- [YOUR INSTRUCTIONS]: Below is a listing; copy all of it exactly.

- [GIVEN DATA]:
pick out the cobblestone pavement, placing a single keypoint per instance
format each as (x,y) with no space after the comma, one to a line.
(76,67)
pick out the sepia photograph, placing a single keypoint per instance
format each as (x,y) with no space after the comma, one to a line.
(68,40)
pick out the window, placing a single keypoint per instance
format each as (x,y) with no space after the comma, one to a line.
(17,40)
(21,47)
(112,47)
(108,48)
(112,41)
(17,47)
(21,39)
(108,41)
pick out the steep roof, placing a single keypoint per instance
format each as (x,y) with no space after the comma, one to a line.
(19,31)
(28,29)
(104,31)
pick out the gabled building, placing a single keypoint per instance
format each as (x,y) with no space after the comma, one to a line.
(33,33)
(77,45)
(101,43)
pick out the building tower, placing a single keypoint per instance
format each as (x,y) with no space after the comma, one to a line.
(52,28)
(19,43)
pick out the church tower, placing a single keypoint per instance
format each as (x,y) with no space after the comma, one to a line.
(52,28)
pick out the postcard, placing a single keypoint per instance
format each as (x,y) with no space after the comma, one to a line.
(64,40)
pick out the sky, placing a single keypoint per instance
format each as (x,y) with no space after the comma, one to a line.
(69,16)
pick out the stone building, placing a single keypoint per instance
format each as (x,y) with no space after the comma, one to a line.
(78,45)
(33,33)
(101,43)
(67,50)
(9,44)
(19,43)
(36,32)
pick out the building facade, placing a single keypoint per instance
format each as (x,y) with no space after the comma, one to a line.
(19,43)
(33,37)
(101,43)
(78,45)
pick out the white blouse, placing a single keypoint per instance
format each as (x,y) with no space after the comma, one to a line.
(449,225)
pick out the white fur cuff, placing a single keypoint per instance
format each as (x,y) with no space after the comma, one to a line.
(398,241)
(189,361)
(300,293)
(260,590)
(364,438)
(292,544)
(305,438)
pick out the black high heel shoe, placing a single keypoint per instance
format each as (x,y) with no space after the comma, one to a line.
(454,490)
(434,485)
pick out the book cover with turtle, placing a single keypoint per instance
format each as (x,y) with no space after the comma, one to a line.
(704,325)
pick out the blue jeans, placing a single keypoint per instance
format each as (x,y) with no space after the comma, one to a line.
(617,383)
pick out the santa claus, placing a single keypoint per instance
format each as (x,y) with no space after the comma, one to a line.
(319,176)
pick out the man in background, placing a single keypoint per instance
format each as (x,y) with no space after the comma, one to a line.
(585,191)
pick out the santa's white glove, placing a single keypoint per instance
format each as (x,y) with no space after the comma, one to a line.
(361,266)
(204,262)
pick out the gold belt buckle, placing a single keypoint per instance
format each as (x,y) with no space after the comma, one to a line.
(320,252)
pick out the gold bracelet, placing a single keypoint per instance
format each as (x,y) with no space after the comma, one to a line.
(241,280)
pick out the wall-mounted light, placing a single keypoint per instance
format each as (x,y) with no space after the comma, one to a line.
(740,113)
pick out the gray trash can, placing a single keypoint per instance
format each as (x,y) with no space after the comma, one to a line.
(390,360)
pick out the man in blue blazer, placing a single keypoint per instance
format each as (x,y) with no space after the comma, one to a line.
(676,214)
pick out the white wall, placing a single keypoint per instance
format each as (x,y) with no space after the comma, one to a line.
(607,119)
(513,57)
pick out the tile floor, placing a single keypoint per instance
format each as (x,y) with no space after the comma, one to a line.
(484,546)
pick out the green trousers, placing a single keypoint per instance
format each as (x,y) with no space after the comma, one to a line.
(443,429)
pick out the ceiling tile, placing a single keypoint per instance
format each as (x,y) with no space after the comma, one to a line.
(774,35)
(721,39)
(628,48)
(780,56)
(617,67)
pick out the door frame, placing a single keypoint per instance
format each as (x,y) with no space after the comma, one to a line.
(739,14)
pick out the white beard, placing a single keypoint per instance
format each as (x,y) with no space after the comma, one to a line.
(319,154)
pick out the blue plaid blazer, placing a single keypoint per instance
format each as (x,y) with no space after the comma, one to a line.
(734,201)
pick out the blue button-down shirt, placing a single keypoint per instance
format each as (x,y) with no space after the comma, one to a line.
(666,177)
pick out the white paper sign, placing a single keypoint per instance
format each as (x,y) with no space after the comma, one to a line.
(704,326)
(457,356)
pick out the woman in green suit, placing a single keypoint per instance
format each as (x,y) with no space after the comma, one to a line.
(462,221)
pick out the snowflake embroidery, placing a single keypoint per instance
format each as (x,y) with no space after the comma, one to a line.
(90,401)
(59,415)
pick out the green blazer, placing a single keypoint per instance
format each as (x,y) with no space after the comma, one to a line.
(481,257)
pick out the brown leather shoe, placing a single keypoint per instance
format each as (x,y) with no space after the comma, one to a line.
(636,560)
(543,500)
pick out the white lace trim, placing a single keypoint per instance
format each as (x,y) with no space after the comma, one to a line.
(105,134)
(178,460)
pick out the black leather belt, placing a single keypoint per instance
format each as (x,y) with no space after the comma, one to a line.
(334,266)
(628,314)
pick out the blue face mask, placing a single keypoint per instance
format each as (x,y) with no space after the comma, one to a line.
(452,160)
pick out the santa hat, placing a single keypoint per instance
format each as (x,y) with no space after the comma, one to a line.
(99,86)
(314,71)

- [RESPONSE TO THIS TASK]:
pick out the cobblestone pavement, placing a single keypoint per instance
format each as (x,y) with no space after the comma, one to a line.
(76,67)
pick out the sepia photograph, placing a single keypoint per instance
format each as (x,y) with no space after the comma, one to a line.
(68,40)
pick out the window, placing a single keypoint per instance
format each as (x,y) with no space after the comma, one to a line.
(17,40)
(21,47)
(112,47)
(108,48)
(112,41)
(17,47)
(21,39)
(108,41)
pick out the steep roof, placing a single keypoint per instance
format each as (x,y) with no space after the comma, one to a line.
(19,31)
(28,29)
(104,31)
pick out the gabled building, placing a single keypoint per instance
format each as (x,y) with no space after the comma, one to a line.
(33,33)
(77,45)
(101,43)
pick out the building tower, placing a single keypoint per instance
format each as (x,y) with no space after the comma, one to a line.
(52,28)
(19,43)
pick out the church tower, placing a single keypoint per instance
format each as (x,y) with no space after the comma, one to a line.
(52,28)
pick out the postcard, placing a single keypoint per instance
format each as (x,y) with no space after the comma, one to a line.
(64,40)
pick out the sky, placing a single keypoint per instance
format each as (x,y) with no space after the comma, one to a line.
(69,16)
pick out the stone building, placing a single keypoint per instance
format each as (x,y) with no space after the comma, one to a line.
(78,45)
(33,33)
(101,43)
(67,50)
(9,44)
(19,43)
(36,32)
pick out the building facade, placing a single keypoint per instance
format each as (x,y) with no space after the comma, one to a line.
(19,43)
(33,37)
(101,43)
(78,45)
pick out the white blouse, placing a single keypoint per instance
format each as (x,y) with no space after the comma, one to a line.
(449,225)
pick out the white fur cuff, placing a single keypoint per instance
format each as (x,y) with no space after the comma, one to a line.
(398,241)
(189,361)
(300,293)
(260,590)
(364,438)
(292,544)
(305,438)
pick out the black high heel shoe, placing a single keypoint per instance
format each as (x,y) with no space after the comma, one to a line.
(454,490)
(434,485)
pick out the book cover with turtle, placing a single keypoint per instance
format each as (x,y) with no space after the comma, one to a line.
(704,325)
pick out the blue jeans, placing a single keypoint per instance
format each as (x,y) with no space after the comma, one to a line.
(617,383)
pick out the santa claus, placing a single keypoint per instance
format each as (x,y) with no space after the comma, one to a line.
(319,176)
pick out the man in background, placing a single keypoint per instance
format each as (x,y) with no space after the comma, one to a line.
(585,191)
pick out the santa's white glove, placing a single keypoint per instance
format each as (x,y) with no space after the comma, one to a line.
(361,266)
(204,262)
pick out the gold belt buckle, placing a single keypoint per instance
format each as (x,y) with no space after the comma, one to a line.
(320,252)
pick out the gold bracelet, placing a single keypoint per instance
format each as (x,y) with no space after the comma, one to a line.
(241,280)
pick out the wall-mounted light, placing a single keypoint per instance
format each as (x,y) with no space after the comma, one to a line.
(740,113)
pick out the gray trash can, placing a single keypoint per instance
format each as (x,y) with no space after the comma, one to a line.
(390,360)
pick out the man in blue blazer, placing a single keypoint per instance
format each as (x,y) with no space after the comma, one to a line.
(676,214)
pick out the white wall, placing a single keypoint per instance
format each as (x,y) with no space after the comma, one to a line.
(607,119)
(513,57)
pick out the tile floor, placing a single keypoint per instance
format each as (x,y) with no space after the comma, one to a line.
(484,546)
pick out the green trousers, placing a single keypoint per instance
format each as (x,y) with no space after the comma, one to a line.
(443,429)
pick out the ceiling tile, placing a single keypoint per instance
format each as (x,y) with no space after the comma, one to a line.
(774,35)
(721,39)
(628,48)
(780,56)
(617,67)
pick out the door frame, placing a single keypoint per instance
format each as (x,y) with no space after the comma, one to a line.
(739,14)
pick out the white beard, placing a single keypoint per instance
format each as (x,y) with no space after the comma, one to a line.
(319,154)
pick out the blue plaid blazer, placing a single keypoint per instance
format each as (x,y) with no space after the comma, one to a line.
(734,201)
pick out the blue button-down shirt, placing a single keypoint per instance
format each as (x,y) with no space after the comma, one to a line.
(666,177)
pick out the white paper sign, placing a single keypoint per instance
format each as (x,y) with no space after the comma, one to a line.
(704,326)
(457,356)
pick out the woman in green suit, placing a single keypoint per instance
format each as (x,y) with no space after the comma, one to a line.
(462,221)
pick out the snowflake embroidery, placing a single keypoint per instance
format each as (x,y) with no space after the comma, one to a line.
(90,401)
(59,415)
pick out the green blazer, placing a single keypoint per instance
format each as (x,y) with no space after the comma, one to a line.
(481,257)
pick out the brown leather shoe, placing a single keypoint per instance
format each as (x,y) with no space after the comma, one to a line.
(636,560)
(543,500)
pick out the white lace trim, placing a single keypoint per instance
format each as (x,y) with no space after the comma, one to a line.
(105,134)
(178,460)
pick out the black leather belt, placing a single keypoint per instance
format each as (x,y) with no space after the comma, one to a line.
(334,266)
(628,314)
pick out the blue face mask, placing a single keypoint per instance
format each as (x,y) with no space after the comma, one to a line.
(452,160)
pick out the santa hat, placing a single keypoint per instance
format each as (x,y) with no space after the comma, one to a line.
(99,86)
(314,71)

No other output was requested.